[Image point annotation records]
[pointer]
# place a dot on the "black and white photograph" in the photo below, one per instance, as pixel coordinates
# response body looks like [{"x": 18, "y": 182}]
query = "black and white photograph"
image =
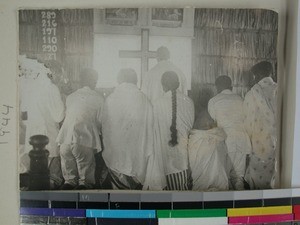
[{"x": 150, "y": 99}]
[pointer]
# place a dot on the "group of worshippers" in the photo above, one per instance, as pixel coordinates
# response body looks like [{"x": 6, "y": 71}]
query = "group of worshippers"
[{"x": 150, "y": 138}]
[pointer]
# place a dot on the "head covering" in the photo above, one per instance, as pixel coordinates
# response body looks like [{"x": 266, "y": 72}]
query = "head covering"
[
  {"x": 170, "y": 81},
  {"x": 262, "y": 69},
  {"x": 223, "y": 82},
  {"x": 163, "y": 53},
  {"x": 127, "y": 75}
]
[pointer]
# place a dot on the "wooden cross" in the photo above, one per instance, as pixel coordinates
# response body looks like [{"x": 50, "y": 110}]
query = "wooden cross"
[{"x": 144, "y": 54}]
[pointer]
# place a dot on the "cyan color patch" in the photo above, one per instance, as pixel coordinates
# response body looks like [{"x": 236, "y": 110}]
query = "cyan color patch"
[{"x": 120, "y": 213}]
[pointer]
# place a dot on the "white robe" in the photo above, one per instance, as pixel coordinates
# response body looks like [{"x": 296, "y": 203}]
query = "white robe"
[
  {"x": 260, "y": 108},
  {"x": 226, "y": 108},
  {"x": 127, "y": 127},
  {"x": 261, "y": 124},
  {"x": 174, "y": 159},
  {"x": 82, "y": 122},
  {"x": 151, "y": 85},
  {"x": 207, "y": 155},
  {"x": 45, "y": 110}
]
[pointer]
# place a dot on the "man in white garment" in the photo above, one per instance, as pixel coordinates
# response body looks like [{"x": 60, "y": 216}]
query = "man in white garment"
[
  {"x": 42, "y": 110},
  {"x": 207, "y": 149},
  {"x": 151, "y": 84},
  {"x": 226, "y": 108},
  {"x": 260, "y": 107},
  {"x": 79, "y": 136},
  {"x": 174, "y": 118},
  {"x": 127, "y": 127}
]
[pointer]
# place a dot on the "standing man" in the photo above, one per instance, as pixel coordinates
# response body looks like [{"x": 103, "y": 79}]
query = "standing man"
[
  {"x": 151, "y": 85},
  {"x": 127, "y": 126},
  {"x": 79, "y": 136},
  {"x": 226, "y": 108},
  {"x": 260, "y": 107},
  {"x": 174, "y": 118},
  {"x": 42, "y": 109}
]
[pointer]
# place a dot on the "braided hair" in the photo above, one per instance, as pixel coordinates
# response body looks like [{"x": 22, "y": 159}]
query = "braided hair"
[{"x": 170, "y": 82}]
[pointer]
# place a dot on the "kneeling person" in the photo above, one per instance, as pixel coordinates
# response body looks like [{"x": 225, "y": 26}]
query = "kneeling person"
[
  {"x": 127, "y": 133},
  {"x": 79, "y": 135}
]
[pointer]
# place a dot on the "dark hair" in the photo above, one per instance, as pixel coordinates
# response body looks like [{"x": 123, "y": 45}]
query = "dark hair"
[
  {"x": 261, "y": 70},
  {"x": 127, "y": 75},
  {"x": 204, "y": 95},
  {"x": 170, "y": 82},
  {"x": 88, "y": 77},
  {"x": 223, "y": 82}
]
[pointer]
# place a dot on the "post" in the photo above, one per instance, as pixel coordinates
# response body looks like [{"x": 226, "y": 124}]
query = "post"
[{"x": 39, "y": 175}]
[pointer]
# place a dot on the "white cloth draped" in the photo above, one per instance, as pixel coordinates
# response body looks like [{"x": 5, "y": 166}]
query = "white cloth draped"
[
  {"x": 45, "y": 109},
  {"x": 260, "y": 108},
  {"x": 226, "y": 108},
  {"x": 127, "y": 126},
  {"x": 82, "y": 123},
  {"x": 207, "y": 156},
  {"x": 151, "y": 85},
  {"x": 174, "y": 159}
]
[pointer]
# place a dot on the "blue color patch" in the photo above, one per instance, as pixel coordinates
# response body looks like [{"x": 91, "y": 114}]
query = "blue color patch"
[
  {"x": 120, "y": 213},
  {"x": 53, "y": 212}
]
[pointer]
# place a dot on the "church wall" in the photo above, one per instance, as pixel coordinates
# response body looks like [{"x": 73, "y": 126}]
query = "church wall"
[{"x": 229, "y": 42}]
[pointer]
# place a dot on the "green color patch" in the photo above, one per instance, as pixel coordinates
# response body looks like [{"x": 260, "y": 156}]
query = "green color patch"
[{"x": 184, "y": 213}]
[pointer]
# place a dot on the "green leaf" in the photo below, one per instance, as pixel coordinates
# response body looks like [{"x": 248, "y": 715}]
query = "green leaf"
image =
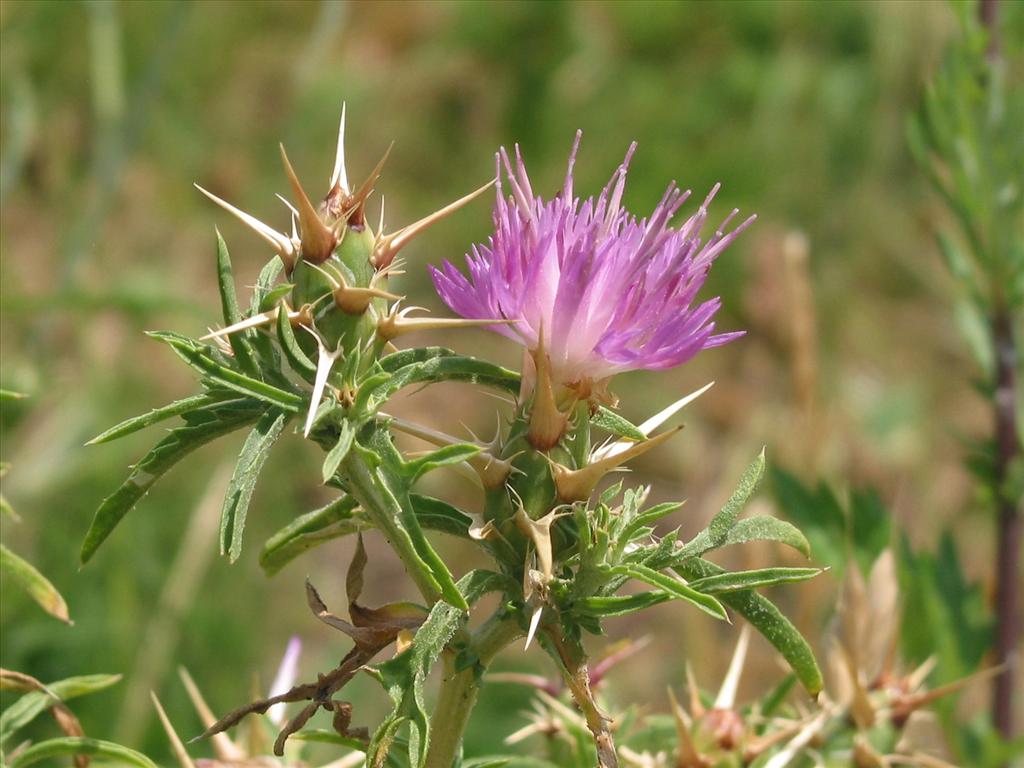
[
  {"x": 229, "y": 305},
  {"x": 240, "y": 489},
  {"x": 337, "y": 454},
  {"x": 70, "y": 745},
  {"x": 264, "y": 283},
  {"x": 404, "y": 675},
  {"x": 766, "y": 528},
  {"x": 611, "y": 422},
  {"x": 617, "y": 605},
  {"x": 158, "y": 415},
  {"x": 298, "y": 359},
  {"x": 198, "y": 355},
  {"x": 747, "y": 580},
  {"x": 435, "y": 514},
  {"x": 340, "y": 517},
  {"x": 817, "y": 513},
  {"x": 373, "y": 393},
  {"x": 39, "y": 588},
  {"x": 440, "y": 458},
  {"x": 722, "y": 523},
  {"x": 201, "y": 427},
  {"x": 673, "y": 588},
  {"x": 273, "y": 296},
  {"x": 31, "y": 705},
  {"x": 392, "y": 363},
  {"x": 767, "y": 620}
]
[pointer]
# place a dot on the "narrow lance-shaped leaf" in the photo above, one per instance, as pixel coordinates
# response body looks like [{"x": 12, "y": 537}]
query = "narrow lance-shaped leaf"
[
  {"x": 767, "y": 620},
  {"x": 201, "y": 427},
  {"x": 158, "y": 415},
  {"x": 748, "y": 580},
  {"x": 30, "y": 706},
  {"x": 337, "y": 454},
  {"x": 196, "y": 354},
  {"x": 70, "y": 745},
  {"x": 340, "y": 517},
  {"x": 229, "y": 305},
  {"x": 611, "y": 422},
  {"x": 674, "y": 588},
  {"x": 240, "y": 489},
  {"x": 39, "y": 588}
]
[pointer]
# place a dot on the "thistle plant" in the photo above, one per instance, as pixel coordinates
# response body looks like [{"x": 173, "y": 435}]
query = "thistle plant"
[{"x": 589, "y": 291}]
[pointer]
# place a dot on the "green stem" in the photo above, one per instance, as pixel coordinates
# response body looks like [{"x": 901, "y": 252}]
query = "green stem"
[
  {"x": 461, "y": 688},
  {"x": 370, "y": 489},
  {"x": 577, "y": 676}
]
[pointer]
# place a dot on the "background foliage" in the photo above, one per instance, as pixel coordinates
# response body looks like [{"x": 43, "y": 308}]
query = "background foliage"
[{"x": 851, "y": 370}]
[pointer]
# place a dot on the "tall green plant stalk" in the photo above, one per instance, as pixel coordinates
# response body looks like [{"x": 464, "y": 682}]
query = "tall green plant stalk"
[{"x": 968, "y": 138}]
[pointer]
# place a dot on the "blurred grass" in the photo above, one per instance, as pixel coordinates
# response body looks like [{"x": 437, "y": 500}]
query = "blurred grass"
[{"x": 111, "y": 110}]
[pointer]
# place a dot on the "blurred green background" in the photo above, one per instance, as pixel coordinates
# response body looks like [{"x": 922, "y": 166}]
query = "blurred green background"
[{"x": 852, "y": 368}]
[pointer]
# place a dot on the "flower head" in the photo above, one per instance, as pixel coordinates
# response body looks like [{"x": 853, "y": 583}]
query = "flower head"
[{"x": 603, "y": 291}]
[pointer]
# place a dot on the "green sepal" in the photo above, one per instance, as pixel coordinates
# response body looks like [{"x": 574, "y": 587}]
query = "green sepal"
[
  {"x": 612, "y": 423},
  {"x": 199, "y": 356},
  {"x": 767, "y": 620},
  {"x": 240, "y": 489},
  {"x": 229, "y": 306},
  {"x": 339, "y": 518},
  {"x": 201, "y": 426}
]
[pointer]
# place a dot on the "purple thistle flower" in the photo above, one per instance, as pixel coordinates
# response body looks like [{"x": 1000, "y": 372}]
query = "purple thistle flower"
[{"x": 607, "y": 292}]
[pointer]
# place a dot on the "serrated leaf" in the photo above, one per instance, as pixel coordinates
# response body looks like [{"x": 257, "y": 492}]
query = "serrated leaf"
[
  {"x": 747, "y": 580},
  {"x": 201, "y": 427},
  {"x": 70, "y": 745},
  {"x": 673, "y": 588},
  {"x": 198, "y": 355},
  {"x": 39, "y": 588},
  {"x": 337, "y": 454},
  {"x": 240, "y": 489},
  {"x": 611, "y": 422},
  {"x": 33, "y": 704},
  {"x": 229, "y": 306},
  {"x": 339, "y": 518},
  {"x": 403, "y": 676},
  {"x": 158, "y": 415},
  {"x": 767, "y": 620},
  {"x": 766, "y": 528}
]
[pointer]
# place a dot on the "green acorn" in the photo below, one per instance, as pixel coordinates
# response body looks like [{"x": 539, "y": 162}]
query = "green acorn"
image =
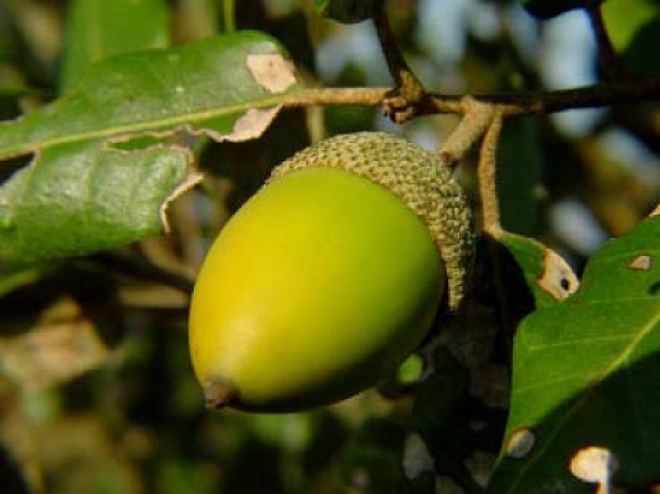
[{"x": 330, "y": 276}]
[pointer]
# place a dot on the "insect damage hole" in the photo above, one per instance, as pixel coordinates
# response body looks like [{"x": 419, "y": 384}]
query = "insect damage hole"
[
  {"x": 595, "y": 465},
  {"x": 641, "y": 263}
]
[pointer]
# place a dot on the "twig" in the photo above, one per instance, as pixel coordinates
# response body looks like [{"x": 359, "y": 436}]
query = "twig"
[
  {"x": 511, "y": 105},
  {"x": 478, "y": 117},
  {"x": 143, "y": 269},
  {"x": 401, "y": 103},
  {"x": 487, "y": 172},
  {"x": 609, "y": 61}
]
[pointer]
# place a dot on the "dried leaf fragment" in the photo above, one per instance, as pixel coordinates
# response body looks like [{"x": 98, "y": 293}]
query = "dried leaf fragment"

> **Stated problem**: Count the lines of the records above that contain the string "dark", treating uppercase and lowercase as different. Reply with the number alone.

> **Reply**: 2